---------- Provided records ----------

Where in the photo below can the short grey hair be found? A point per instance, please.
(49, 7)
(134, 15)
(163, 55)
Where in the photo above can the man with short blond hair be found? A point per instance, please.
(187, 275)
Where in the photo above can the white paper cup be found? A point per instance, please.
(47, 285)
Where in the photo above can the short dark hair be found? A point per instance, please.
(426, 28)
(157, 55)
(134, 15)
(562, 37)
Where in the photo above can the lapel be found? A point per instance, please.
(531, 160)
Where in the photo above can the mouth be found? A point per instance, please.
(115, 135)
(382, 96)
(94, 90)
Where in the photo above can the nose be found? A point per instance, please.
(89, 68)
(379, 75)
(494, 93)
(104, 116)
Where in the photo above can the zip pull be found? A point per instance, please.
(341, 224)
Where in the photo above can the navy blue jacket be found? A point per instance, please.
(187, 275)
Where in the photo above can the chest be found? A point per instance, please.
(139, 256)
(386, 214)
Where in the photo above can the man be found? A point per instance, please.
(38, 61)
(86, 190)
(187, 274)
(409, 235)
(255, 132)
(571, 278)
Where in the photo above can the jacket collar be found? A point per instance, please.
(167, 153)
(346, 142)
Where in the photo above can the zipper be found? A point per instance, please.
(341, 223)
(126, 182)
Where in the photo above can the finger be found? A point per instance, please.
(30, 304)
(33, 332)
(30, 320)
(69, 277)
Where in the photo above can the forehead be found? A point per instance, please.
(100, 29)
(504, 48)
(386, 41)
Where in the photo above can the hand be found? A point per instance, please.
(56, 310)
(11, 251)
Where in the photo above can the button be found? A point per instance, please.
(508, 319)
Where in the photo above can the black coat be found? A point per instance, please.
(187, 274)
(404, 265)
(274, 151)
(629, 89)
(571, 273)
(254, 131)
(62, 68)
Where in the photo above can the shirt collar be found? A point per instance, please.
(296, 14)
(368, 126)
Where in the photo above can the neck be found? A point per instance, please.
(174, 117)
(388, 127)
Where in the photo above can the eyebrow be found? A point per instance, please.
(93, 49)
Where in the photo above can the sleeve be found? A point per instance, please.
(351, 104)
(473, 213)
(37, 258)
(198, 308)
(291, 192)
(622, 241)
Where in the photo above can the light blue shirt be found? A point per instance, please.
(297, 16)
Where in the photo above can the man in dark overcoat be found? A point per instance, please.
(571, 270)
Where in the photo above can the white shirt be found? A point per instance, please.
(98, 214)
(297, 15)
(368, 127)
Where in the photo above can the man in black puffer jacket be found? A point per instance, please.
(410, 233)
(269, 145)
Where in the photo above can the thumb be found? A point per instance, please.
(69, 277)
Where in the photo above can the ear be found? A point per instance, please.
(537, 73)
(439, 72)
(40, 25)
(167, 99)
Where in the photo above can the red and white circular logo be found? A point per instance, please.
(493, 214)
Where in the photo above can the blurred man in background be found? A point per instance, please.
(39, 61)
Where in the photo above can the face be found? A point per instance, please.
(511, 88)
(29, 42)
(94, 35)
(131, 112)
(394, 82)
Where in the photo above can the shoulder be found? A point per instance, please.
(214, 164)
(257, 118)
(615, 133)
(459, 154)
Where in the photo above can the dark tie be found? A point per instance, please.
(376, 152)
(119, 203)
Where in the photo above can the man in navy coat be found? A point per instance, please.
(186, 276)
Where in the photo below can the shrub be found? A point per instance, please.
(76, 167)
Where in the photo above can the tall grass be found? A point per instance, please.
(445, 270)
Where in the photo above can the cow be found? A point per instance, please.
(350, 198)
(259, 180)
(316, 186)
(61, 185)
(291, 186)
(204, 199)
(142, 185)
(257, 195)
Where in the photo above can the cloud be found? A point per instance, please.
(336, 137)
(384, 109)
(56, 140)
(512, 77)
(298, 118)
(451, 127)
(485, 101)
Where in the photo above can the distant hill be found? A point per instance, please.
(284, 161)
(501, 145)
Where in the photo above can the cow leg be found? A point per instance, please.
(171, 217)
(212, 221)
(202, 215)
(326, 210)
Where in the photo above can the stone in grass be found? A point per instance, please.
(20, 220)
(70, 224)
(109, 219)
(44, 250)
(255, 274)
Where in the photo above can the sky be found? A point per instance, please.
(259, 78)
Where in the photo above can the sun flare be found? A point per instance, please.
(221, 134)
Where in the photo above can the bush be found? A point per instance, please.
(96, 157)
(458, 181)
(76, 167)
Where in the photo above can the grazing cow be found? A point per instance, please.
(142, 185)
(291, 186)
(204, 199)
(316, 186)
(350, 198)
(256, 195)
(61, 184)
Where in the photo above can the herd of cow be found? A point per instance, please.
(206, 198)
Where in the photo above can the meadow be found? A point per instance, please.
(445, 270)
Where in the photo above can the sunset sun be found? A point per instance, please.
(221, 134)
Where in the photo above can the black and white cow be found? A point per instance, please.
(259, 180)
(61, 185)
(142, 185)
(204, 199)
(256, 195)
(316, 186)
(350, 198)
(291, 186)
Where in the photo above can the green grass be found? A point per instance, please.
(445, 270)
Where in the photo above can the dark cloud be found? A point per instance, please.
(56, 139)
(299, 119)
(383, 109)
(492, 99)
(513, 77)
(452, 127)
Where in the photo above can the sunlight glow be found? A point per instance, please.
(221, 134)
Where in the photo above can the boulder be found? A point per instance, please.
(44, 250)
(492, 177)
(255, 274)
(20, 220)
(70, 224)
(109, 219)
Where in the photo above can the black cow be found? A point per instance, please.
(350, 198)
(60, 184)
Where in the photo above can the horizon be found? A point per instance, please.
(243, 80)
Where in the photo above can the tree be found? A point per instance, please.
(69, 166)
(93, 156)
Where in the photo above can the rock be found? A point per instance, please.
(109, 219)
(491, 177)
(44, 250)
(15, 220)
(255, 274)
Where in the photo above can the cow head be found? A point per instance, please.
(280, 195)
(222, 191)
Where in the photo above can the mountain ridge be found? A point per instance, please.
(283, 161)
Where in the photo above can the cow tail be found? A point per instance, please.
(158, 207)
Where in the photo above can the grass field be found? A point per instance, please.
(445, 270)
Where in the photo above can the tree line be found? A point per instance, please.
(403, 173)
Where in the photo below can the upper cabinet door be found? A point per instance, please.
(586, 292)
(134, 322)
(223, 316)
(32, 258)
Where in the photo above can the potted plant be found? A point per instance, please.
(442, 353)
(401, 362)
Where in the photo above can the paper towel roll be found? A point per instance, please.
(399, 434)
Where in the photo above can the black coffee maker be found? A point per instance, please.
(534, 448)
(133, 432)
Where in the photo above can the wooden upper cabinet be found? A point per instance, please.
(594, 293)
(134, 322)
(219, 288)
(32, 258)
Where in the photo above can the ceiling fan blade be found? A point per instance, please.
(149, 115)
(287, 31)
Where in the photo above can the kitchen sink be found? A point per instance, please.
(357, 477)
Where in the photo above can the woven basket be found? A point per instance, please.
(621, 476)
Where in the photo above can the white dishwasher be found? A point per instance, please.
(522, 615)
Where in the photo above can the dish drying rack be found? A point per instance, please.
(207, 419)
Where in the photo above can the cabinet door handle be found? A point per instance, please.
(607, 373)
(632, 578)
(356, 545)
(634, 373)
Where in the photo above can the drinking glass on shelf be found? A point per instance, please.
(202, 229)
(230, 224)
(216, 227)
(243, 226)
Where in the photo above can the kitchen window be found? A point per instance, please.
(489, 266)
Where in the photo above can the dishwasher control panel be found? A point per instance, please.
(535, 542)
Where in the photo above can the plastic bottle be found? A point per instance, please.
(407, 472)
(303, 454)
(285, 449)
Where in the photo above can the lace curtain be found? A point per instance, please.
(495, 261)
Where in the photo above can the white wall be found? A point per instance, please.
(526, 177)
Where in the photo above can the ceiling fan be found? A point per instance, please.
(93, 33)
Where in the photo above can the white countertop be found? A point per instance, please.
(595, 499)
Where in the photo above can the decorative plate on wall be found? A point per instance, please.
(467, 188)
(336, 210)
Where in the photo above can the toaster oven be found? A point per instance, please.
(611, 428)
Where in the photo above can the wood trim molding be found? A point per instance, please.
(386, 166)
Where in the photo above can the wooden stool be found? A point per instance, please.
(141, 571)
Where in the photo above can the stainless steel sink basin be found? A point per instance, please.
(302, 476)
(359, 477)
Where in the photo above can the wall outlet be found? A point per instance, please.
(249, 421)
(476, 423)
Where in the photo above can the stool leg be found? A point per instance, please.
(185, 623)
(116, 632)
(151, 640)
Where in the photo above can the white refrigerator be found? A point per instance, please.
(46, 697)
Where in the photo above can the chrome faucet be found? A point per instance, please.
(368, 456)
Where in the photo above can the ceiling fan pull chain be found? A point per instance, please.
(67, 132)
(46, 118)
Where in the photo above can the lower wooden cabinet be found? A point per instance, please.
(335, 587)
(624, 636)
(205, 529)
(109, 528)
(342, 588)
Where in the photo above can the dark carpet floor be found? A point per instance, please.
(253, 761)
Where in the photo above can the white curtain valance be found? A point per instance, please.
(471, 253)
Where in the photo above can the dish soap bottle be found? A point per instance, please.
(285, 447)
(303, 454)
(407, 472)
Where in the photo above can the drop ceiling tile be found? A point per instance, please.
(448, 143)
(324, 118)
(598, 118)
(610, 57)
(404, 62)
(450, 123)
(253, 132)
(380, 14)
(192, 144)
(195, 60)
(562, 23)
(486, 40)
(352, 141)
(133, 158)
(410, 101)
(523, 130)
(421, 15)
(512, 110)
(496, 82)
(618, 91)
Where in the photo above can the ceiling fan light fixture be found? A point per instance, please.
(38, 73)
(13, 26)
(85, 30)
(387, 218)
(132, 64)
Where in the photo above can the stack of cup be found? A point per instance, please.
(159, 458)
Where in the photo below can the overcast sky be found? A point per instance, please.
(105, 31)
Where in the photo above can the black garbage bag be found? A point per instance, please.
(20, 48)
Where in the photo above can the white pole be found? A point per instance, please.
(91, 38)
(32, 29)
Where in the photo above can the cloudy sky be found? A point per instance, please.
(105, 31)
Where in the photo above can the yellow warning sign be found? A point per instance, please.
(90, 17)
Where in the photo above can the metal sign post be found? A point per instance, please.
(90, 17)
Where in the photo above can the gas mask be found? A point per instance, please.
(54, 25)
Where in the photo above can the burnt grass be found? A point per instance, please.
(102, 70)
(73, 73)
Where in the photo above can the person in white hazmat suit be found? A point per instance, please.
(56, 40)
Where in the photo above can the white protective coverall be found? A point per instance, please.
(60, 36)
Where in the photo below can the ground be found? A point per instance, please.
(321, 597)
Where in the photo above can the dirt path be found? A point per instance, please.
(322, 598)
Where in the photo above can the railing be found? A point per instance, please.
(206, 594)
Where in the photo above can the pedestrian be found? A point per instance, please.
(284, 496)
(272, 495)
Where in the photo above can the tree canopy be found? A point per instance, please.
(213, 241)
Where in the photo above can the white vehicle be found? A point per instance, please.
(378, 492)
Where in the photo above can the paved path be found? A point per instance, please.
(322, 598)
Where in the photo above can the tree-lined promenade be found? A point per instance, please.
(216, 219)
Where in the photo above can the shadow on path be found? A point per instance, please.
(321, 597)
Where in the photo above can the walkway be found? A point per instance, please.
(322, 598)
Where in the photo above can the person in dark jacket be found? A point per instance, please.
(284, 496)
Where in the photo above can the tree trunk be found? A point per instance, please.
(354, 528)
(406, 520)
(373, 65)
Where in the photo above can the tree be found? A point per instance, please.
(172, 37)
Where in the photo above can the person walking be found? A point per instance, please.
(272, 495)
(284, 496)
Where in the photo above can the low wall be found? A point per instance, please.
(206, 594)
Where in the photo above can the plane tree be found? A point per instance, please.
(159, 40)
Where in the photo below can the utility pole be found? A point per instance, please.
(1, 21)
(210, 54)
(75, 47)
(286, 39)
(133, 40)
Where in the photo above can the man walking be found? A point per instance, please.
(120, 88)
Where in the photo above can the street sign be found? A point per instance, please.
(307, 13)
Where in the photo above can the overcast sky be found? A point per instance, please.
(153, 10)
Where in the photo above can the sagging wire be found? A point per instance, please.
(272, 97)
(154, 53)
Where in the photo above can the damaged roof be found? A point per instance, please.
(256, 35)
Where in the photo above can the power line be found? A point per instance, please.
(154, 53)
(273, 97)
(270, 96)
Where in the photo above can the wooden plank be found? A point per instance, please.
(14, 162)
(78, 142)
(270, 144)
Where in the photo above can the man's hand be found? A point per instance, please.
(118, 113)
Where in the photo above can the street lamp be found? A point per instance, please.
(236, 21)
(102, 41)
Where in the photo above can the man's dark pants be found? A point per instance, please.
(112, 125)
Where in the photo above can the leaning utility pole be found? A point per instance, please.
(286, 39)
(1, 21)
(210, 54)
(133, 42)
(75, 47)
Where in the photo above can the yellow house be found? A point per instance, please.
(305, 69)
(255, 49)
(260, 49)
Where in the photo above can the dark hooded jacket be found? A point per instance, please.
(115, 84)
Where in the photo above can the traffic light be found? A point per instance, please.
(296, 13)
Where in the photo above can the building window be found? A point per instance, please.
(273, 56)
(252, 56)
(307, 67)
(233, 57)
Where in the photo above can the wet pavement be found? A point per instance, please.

----------

# What is required:
Your task is to output exactly the lines running from the one with "Where in the photo above can the wooden plank" through the final line of the material above, with both ends included.

# Task answer:
Where in the photo above can the wooden plank be found? A point per instance, please.
(14, 162)
(78, 142)
(270, 144)
Where in the photo above can the man's hand be found? A point per instance, please.
(118, 113)
Where in the photo above can the street lamp be found? A point per instance, please.
(236, 21)
(102, 41)
Where in the photo above can the man's dark pants be found? A point per instance, please.
(112, 125)
Where in the photo above can the leaning utility pole be found? A point per instance, please.
(286, 39)
(1, 21)
(210, 54)
(133, 42)
(75, 47)
Where in the photo above can the yellow house be found? A point per instance, please.
(305, 69)
(255, 49)
(260, 49)
Where in the photo above can the dark hooded jacket be found? A point per instance, please.
(115, 84)
Where in the photo above can the traffic light be found? A point per instance, please.
(296, 13)
Where in the photo above can the building window be found? A point per instance, please.
(273, 56)
(252, 56)
(307, 67)
(233, 57)
Where in the photo above can the wet pavement be found? A point per instance, please.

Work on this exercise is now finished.